# Tasks for this exercise
a. In the pension funding update, how much did the S&P 500 rise in July?
b. Carry on the pension funding update from the point where it ends.

Continued decline in yields further decreases funded status
Despite positive asset gains, funded status continued to fall as discount rates plunged
- Average funded status was down by 2.4% over the month: Assets returned 2.9%, offset by a 5.9% increase in liabilities.
- S&P 500 turns positive for 2020: The S&P 500 rose another 5.5% in July and is now up 1.2% for the year.
|Market Watch||Dec 2018||Dec 2019||June 2020||July 2020|
|CITI discount rate1||4.05%||3.01%||2.38%||2.02%|
|Long Credit yield1||4.89%||3.63%||3.16%||2.78%|
|U.S. 30Y TSY yield||3.02%||2.38%||1.41%||1.20%|
- The yield on the Bloomberg Barclays Long Credit Index declined by 38 basis points (bps): A 19 bps tightening of long credit spreads coupled with a 21 bps decline in the 30Y Treasury drove Long Credit yields down.

# Dataset
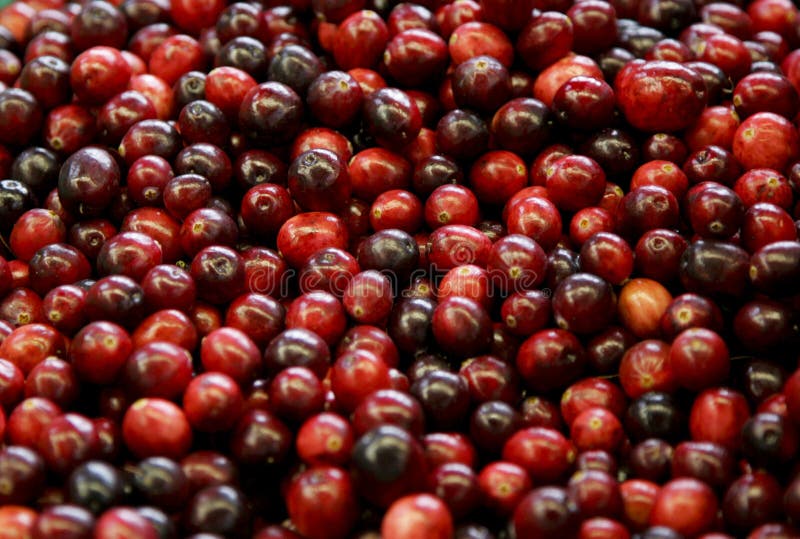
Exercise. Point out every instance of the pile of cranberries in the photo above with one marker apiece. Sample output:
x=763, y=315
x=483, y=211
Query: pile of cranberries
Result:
x=328, y=269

# Task results
a. 5.5%

b.
- Within Investment Grade (IG) credit, spreads continued to narrow: IG credit markets tightened in July, finishing the month at 126 bps, a 16 bps decline month-over-month and a staggering 215 bps decline from the March wides.2
- Corporate issuance slows sharply – U.S. IG corporates issuance was $76BN in July, compared to four consecutive months above $200BN from March to June.
Long credit spreads vs. long Treasury yields
Spotlight: Credit spreads hedging in a low interest rate environment
- For DB plans that discount liabilities using corporate bond yields, hedging funded status risk typically focuses on both Treasury rate and credit spread volatility. Traditionally, an underweight to broad interest rate duration has been the largest driver of volatility. However, in the current low rate environment, credit spreads increasingly make up a greater proportion of overall yield and a more significant driver of volatility.
- As of July 31, credit spread accounted for 66% of the Long Credit index yield. This is a much higher figure compared to just 23% 20 years ago and 34% in 2010.
- During the Covid-19 market sell off and subsequent recovery, 10 year Treasury yields rallied 111 bps peak to trough and have hovered between 0.5% - 0.8% ever since. In contrast, long-end spreads were much more volatile as they blew-out by 215 bps during the sell off and have since rallied 181 bps from the wides.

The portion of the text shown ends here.